TO DO. All of the data below must be repeated exactly.

---- PROVIDED RECORDS

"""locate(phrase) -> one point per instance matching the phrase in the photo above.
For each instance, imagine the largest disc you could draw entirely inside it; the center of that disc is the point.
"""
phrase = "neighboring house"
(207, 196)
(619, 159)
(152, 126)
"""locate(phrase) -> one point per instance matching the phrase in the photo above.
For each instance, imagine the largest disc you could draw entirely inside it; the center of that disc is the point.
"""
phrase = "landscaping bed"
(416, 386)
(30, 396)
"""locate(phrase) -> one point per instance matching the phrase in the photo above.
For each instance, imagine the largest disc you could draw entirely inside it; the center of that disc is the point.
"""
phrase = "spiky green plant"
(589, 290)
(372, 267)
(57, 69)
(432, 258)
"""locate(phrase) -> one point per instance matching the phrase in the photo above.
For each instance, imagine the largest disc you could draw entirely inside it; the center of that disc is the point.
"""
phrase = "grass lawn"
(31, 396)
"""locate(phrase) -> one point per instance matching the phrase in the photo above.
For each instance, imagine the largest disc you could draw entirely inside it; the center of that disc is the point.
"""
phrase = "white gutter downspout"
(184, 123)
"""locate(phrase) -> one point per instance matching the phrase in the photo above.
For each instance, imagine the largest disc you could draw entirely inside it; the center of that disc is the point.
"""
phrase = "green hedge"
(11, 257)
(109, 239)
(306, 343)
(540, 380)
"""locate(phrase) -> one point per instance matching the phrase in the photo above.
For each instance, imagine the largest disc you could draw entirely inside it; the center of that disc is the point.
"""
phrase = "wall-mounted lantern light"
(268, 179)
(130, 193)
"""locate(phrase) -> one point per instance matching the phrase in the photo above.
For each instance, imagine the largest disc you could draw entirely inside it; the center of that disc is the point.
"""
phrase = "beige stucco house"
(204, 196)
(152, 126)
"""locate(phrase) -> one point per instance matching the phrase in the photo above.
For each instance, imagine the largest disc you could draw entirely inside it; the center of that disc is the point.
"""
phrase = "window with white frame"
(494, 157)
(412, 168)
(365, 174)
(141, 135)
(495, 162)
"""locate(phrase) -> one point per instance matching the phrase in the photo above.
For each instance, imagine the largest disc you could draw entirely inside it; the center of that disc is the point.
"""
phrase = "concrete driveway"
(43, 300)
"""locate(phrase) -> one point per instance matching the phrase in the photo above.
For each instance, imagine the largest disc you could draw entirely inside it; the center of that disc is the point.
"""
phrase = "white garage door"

--------

RESPONSE TO THE TASK.
"""locate(phrase) -> one point per instance matching the phrase in the photo above.
For each instance, imagine the largest disc you could draw entirely inside it; the center of that disc is the point.
"""
phrase = "neighboring house"
(207, 196)
(619, 159)
(152, 126)
"""locate(phrase) -> one point per instance matching the phrase in the photo above.
For each instance, imagine the largest disc you could draw entirely inside it; the center of that disc is the point.
"""
phrase = "landscaping bed"
(416, 386)
(30, 396)
"""locate(phrase) -> one point per instance matching the phrase in the photo above.
For each instance, imagine the largest disc you could draw entirely inside it; the center of that disc is the point.
"""
phrase = "spiky green plant"
(589, 290)
(372, 267)
(57, 69)
(432, 258)
"""locate(phrase) -> one point per instance matching the phrase in the photo above.
For each instance, imagine the largest disc you could draw entirely inside it; the center of that disc is the point.
"""
phrase = "grass lawn"
(31, 396)
"""locate(phrase) -> one point per instance matching the phrase in the photo above.
For each instance, imagine the largest disc you could draw entirely inside it; the center of that disc is the point.
"""
phrase = "white gutter downspout"
(184, 123)
"""locate(phrase) -> one point per instance matching the phrase in the photo above.
For each instance, imagine the largest disc you could draw entirely inside it; the center of that disc is the point.
"""
phrase = "green hedge"
(11, 257)
(109, 239)
(306, 343)
(540, 380)
"""locate(phrase) -> one point per instance matching the phrase in the photo above.
For each instance, imagine the largest disc you could draw entirely inside it; the center of that disc is the point.
"""
phrase = "wall-mounted lantern light"
(268, 179)
(130, 193)
"""locate(phrase) -> one point per instance matching the phrase in the photo above.
For each instance, imagine the largest disc you could draw entirely inside it; the center of that disc is the point.
"""
phrase = "beige stucco house"
(204, 196)
(152, 126)
"""locate(phrase) -> one point per instance matching the phrase in the photo above.
For each instance, imagine the largest disc you could draw entirely inside it; the center of that disc is the point.
"""
phrase = "window with white frame"
(494, 157)
(412, 168)
(365, 174)
(141, 135)
(495, 162)
"""locate(phrase) -> one point per instance matching the phrase in the photo above.
For each instance, imagine the largest disc you could draw entirely inside it; the center of that disc is the point.
"""
phrase = "concrete driveway"
(43, 300)
"""locate(phrase) -> one point per instance matching the phrase in the photo above.
For each instance, imagine the largest disc you could draw entirely inside it; the center of that disc is the point.
"""
phrase = "white garage door"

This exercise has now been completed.